### Written request
From the forum thread on scraping list items with jQuery, list every URL or file path that appears in it.

### Source extract
So, is it possible using jQuery to pull all of the list item contents from an external page and append them inside of a div?

Use $.ajax to load the other page into a variable, then create a temporary element and use .html() to set the contents to the value returned. Loop through the element's children of nodeType 1 and keep their first children's nodeValues. If the external page is not on your web server you will need to proxy the file with your own web server.

Something like this:

$.ajax({
     url: "/thePageToScrape.html",
     dataType: 'text',
     success: function(data) {
          var elements = $("<div>").html(data)[0].getElementsByTagName("ul")[0].getElementsByTagName("li");
          for(var i = 0; i < elements.length; i++) {
               var theText = elements[i].firstChild.nodeValue;
               // Do something here
          }
     }
});

Simple scraping with jQuery...

// Get HTML from page
$.get( 'http://example.com/', function( html ) {

    // Loop through elements you want to scrape content from
    $(html).find("ul").find("li").each( function(){

        var text = $(this).text();
        // Do something with content

    } )

} );

$.get("/path/to/other/page",function(data){
  $('#data').append($('li',data));
}

If this is for the same domain then no problem - the jQuery solution is good.

But otherwise you can't access content from an arbitrary website because this is considered a security risk. See same origin policy.

There are of course server side workarounds such as a web proxy or CORS headers. Of if you're lucky they will support jsonp.

But if you want a client side solution to work with an arbitrary website and web browser then you are out of luck. There is a proposal to relax this policy, but this won't effect current web browsers.

You may want to consider pjscrape:

http://nrabinowitz.github.io/pjscrape/

It allows you to do this from the command-line, using javascript and jQuery. It does this by using PhantomJS, which is a headless webkit browser (it has no window, and it exists only for your script's usage, so you can load complex websites that use AJAX and it will work just as if it were a real browser).

(Pointing records)

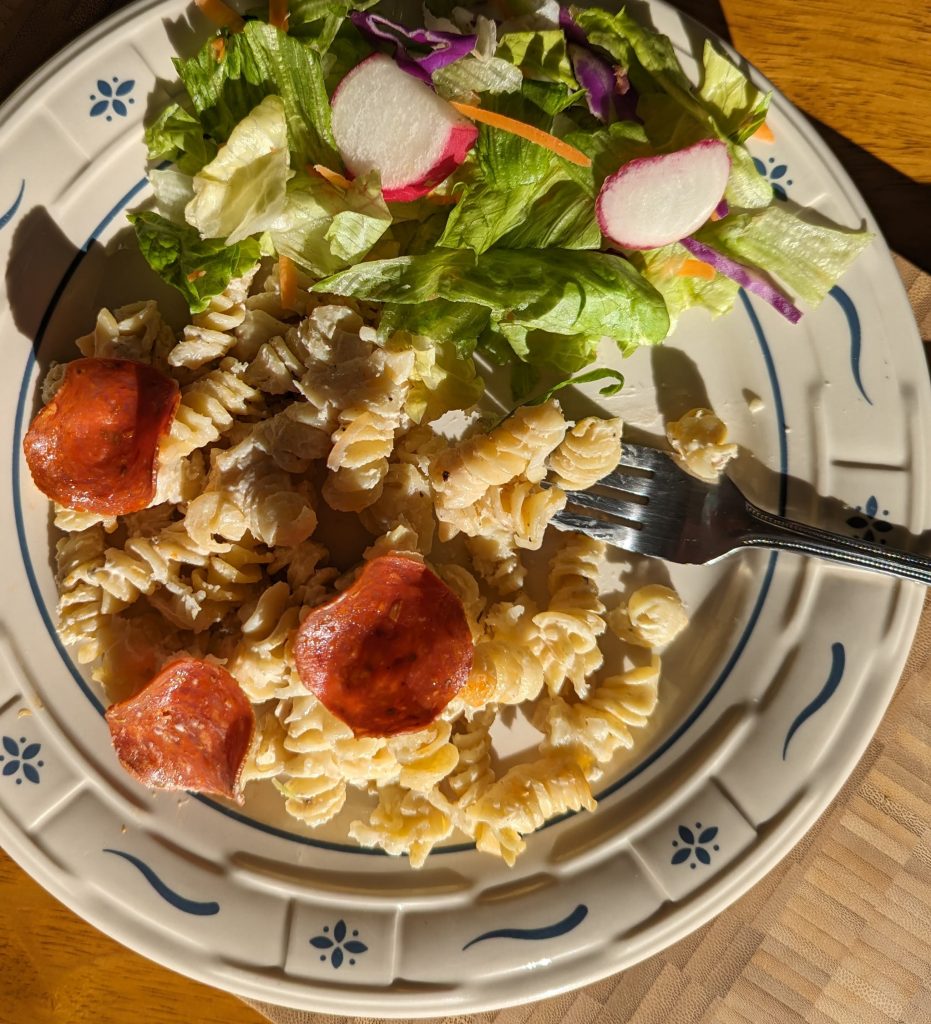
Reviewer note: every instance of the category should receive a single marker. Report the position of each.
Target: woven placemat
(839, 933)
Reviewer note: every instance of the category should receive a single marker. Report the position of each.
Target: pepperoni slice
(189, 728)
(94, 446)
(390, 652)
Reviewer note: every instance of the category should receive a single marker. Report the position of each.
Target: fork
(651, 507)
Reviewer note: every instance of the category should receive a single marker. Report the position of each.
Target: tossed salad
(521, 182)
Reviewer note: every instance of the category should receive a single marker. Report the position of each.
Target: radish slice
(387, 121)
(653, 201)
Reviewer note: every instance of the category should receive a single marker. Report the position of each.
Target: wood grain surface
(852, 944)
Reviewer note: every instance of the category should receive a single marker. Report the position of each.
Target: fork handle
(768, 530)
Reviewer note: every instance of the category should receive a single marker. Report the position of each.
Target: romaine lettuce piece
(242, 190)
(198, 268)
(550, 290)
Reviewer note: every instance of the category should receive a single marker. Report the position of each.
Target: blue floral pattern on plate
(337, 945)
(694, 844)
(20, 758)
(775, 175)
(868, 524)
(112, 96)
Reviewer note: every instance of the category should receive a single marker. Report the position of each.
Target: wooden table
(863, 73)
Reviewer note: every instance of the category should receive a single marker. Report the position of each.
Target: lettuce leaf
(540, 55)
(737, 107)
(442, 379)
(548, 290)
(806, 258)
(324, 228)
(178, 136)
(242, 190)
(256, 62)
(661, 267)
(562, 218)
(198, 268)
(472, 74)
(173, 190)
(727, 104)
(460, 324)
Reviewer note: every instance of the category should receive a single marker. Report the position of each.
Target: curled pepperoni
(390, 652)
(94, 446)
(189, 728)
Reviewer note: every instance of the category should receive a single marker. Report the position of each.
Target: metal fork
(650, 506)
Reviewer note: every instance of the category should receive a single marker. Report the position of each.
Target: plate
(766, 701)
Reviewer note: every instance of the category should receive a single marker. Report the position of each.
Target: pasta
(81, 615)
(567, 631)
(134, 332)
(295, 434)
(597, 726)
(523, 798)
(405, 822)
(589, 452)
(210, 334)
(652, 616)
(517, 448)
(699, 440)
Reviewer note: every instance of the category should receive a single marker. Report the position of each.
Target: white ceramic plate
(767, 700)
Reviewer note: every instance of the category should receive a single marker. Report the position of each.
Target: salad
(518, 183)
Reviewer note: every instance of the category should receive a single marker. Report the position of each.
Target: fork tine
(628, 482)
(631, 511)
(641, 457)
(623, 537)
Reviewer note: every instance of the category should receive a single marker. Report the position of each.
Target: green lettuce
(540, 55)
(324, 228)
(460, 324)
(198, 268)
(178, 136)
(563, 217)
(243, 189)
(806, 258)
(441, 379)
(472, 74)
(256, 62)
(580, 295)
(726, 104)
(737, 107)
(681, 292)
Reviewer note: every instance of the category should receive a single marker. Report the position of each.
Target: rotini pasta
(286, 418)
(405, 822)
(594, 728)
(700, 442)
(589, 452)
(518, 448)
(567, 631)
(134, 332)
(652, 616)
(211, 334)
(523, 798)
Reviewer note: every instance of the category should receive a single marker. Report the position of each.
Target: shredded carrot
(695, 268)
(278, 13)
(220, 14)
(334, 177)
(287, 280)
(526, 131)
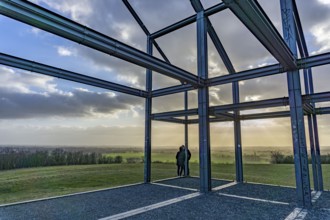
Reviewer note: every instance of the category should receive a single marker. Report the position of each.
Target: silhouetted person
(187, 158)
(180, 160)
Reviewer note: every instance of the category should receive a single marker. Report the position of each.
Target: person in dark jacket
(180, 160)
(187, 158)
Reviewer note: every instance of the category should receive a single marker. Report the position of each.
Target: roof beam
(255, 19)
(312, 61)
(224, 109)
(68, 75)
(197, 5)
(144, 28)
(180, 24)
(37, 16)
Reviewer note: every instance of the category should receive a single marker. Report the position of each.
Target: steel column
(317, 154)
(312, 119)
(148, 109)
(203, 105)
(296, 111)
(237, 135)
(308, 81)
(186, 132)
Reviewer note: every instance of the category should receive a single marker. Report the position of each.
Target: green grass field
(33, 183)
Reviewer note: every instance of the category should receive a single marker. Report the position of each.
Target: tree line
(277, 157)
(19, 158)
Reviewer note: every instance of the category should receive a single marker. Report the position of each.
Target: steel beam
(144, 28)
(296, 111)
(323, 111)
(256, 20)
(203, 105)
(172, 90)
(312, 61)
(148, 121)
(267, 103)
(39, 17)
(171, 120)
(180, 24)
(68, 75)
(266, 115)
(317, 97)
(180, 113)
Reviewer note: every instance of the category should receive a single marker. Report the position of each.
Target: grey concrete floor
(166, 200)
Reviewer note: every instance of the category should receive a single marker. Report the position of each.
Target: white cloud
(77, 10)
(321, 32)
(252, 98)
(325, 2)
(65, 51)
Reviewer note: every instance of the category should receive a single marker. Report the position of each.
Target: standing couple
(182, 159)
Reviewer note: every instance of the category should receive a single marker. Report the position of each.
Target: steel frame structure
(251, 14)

### Correct answer
- /thePageToScrape.html
- http://example.com/
- /path/to/other/page
- http://nrabinowitz.github.io/pjscrape/